-- Tareas a realizar --
- a) Según el fragmento sobre el origen de las religiones, ¿dónde sitúa Mariano Corbí la clave para entender la crisis actual de las religiones en el Primer Mundo? Responde en una a tres oraciones.
- b) Prosigue el fragmento sobre el origen de las religiones a partir de su última oración.

-- Fragmento del documento --
>>>>
Hay algunos autores que están lanzando -sobre todo desde el campo de la antropología cultural y de la fenomenología de las religiones- una hipótesis arriesgada: las religiones (las de estos 4500 últimos años, las que hemos llamado «religiones universales») serían sólo una forma concreta que ha revestido en este período histórico la espiritualidad permanente del ser humano.
Antes de esos 4500 años no había «religiones», sino que el ser humano vivía un tipo de religiosidad o espiritualidad muy diferente. Durante todo el Paleolítico no ha habido religiones (lo que hoy conocemos con este nombre), sino sólo religión o espiritualidad. Las «religiones» han aparecido concretamente en el período posterior al comienzo de la revolución agraria, y han sido una forma religiosa esencial a las formaciones sociales agrarias, desde entonces.
Para Mariano Corbí, la clave para entender la crisis actual de las religiones en el Primer Mundo no es la quiebra moral de la sociedad moderna, ni el materialismo de las sociedades del bienestar, ni la simple autonomía de las realidades terrestres (secularización). La clave está en que las religiones aparecieron en una época determinada de la historia, en una formación social concreta, la sociedad agraria, y en ella ejercieron funciones de control social, de programación colectiva, de cohesión, de refuerzo ideológico autoritario... hasta constituirse en piezas esenciales de ese tipo de sociedad agrario. La religiosidad o espiritualidad del ser humano se había expresado en el Paleolítico de una determinada manera, y en la época agraria se dio una transformación radical: la misma religiosidad o espiritualidad fundamental -la que acompaña al ser humano por su propia naturaleza-adoptó una forma enteramente nueva, en simbiosis profunda con el tipo de sociedad agraria: la religiosidad de creencias.
<<<<
-- Datos proporcionados --
>>>>
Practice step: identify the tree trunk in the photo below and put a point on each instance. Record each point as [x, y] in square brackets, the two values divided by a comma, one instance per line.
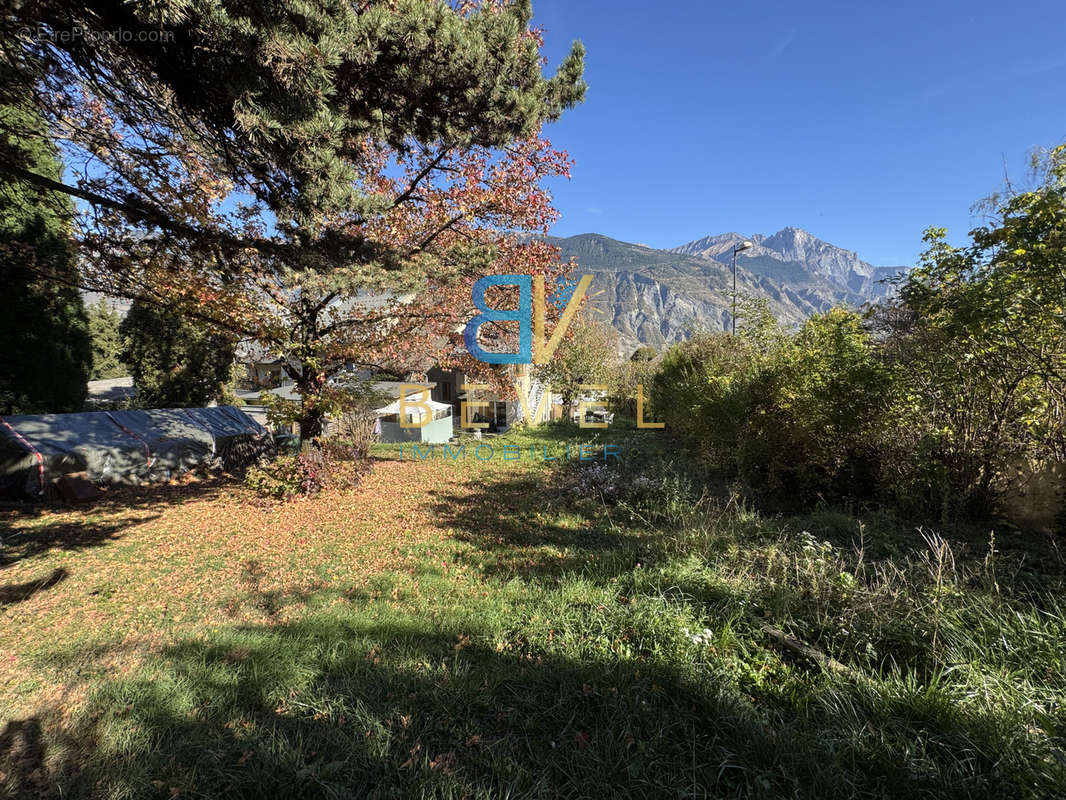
<<<<
-- Resultados en orden --
- a) Para Mariano Corbí, la clave no está en la quiebra moral de la sociedad moderna, el materialismo ni la secularización. Está en que las religiones surgieron en una época y una formación social concretas, la sociedad agraria. Allí ejercieron funciones de control social, programación colectiva, cohesión y refuerzo ideológico autoritario, hasta convertirse en piezas esenciales de ese tipo de sociedad.

- b)
Otra hipótesis, convergente, gira en torno al «tiempo axial» que se produjo en el primer milenio antes de Cristo. Es un período de unos 6 siglos en el que se formó la conciencia religiosa moderna. Ese tiempo puede considerarse «eje» porque en él se fraguó lo que la humanidad ha llegado después a ser. Todavía hoy la humanidad vive de las consecuencias de aquel privilegiado momento acelerado de humanización. La religiosidad preaxial -durante varias decenas de miles de años- era una religiosidad tribal, de clan, en la que el sujeto no tenía individuación religiosa ante la divinidad, sometiéndose simplemente al movimiento comunitario para aplacar a los dioses o conseguir protección ante los desastres naturales. En la religiosidad «postaxial» el ser humano cobra su identidad individual total e intransferible: él es el que se define ante Dios, el que tiene que «salvarse» personalmente, sin disolverse en el clan o la tribu, ni siquiera en la comunidad.
Las dos hipótesis se complementan y nos desafían: ¿será que la actual crisis de la religión -de la que hemos hablado más arriba- se estará debiendo a que en el fondo de la transformación de la historia actual se estaría produciendo «un nuevo tiempo axial»? Es creciente el número de autores que se pronuncian a favor de esta posibilidad: estamos en un tiempo axial, en el que van a quedar superadas las religiones de la época agraria, y aparecerá tal vez una religiosidad «deuteroaxial», más allá de las religiones (agrarias) que hemos conocido hasta ahora, es decir, tal vez una «espiritualidad sin religión», sin que hoy sepamos qué contenido concreto corresponderá a ese nuevo tipo de espiritualidad. Será el futuro quien nos irá descubriendo hacia qué tipo de espiritualidad nos estamos dirigiendo como colectivo humano hoy ya inevitablemente mundializado. Corbí lo dice gráficamente en los títulos de sus libros: será una «Religión sin religión», «Más allá de las formas religiosas» (actuales).
Esperanza lúcida «ars moriendi»
Así como la crisis de la cristiandad no era la crisis del cristianismo, sino sólo la crisis de una de sus formas, igualmente, la crisis de las religiones es sólo crisis de las religiones, no de la espiritualidad. No se hunde el mundo; simplemente cambia. Puede ser una crisis de crecimiento. Hay lugar para la esperanza y el optimismo.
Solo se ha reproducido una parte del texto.